* **What you need to do**
**a.** Please decide whether each statement agrees with the partner day notes, answering yes or no and quoting the deciding words: (i) The writer queued outside in hopes of getting into the sessions. (ii) Simon Todd led the writer's first session. (iii) United Utilities is described as a major VSAN customer.
**b.** From the partner day notes, output the passage that begins at the words "My first session" and stops after "major VSAN customer.".

* **Text section**
::::

As today was partner day, I already booked my sessions on the day they were released. I know how quickly these sessions fill, and I didn’t want the hassle of queuing up outside and hoping that I would get in. The first session was around what’s new in Virtual SAN. There have been a lot of press inches given to the hyper converged storage market in the last year, and I’ve really tried to blank them out. Now the FUD seems to have calmed down, it’s good to be able to take a dispassionate look at all the different offerings out there, as they all have something to give.

My first session was with Simon Todd and was titled VMware Virtual SAN Architecture Deep Dive for Partners. 

It was interesting to note the strong numbers of customer deploying VSAN. There was a mention of 3,000 globally, which isn’t bad for a product that you could argue has only just reached a major stage of maturity. There was the usual gratuitous customer logo slide, one of which was of interest to me. United Utilities deal with water related things in the north west, and they’re a major VSAN customer.

::::

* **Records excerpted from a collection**
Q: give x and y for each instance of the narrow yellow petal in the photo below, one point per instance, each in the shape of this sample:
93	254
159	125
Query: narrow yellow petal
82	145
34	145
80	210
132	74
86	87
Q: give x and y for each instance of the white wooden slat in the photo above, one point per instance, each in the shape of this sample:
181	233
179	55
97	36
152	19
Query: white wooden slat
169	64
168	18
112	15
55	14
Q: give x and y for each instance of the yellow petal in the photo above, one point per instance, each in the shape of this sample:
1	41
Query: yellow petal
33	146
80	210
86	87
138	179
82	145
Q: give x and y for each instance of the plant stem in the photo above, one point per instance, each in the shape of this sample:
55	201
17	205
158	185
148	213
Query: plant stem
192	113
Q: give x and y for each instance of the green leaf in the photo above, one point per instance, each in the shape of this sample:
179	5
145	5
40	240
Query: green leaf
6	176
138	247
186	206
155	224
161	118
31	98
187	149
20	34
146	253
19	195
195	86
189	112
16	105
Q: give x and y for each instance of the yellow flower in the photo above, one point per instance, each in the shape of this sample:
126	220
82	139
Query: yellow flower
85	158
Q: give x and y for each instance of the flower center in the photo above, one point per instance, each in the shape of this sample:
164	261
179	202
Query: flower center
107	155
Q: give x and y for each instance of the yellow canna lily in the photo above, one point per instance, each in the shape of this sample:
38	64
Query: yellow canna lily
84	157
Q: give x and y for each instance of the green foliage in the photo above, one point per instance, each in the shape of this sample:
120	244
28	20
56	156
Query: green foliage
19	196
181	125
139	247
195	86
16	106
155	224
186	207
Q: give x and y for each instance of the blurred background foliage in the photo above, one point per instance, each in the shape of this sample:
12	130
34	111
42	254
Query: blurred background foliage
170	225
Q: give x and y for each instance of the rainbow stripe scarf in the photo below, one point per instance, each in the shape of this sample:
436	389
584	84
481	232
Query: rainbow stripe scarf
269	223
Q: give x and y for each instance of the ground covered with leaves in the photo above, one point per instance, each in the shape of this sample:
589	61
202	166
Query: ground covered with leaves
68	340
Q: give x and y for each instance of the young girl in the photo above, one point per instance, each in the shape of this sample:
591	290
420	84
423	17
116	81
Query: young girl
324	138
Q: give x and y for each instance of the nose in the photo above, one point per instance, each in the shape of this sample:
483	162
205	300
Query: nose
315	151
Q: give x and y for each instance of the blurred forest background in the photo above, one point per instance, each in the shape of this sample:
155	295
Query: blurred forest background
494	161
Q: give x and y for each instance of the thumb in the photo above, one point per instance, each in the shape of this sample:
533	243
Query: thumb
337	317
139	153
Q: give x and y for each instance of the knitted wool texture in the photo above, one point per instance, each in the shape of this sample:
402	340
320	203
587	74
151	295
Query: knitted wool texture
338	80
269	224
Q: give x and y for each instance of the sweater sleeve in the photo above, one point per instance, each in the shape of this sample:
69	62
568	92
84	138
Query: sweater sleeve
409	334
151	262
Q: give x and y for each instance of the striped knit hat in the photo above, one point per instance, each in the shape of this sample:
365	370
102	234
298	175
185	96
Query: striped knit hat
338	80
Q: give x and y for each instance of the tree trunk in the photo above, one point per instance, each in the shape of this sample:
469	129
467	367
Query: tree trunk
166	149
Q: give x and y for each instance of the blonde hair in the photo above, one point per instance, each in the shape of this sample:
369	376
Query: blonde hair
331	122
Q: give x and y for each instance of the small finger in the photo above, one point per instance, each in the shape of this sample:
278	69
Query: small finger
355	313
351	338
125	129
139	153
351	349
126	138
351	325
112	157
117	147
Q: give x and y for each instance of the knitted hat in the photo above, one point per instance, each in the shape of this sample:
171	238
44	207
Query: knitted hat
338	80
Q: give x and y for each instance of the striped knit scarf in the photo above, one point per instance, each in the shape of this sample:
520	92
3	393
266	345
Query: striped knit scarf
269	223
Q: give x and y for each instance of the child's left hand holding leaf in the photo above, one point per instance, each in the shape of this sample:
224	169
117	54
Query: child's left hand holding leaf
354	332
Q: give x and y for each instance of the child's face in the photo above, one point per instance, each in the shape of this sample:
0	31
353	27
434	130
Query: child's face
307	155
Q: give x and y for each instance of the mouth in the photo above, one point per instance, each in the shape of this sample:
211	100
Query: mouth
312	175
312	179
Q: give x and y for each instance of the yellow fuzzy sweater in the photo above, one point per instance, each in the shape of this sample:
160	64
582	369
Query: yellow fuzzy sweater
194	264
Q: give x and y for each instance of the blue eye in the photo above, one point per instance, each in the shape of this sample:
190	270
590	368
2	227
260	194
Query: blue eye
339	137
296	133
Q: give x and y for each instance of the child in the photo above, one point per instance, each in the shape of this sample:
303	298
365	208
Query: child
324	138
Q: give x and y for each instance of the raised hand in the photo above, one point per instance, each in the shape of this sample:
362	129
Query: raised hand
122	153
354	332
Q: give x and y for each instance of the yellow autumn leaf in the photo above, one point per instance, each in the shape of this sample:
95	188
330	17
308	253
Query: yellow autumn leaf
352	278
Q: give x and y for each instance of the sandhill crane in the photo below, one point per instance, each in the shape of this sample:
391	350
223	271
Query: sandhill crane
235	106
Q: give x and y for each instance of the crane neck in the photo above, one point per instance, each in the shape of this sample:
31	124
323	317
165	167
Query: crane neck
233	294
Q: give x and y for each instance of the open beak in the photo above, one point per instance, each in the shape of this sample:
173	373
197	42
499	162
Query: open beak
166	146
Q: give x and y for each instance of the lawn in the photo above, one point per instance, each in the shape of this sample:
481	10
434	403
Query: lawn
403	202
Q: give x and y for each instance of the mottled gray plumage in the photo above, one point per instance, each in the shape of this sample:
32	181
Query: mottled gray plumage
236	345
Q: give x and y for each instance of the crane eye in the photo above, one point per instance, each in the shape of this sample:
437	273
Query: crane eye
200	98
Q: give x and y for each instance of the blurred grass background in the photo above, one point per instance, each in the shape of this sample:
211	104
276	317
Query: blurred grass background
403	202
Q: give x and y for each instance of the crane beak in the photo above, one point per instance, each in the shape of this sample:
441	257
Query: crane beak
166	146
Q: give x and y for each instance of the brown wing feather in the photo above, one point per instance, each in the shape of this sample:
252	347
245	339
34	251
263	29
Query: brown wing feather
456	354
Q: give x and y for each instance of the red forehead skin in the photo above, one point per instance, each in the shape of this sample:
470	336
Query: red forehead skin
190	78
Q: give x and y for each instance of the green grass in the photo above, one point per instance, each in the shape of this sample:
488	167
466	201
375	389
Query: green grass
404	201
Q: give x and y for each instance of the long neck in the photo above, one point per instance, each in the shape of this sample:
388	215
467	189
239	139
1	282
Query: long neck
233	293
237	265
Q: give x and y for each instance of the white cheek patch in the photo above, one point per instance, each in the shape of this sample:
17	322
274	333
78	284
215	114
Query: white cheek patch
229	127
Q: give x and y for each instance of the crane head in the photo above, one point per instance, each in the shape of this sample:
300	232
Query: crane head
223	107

::::

* **Answers to each task**
**a.**
(i) No: "I already booked my sessions on the day they were released."
(ii) Yes: "My first session was with Simon Todd"
(iii) Yes: "they’re a major VSAN customer."

**b.**
My first session was with Simon Todd and was titled VMware Virtual SAN Architecture Deep Dive for Partners. 

It was interesting to note the strong numbers of customer deploying VSAN. There was a mention of 3,000 globally, which isn’t bad for a product that you could argue has only just reached a major stage of maturity. There was the usual gratuitous customer logo slide, one of which was of interest to me. United Utilities deal with water related things in the north west, and they’re a major VSAN customer.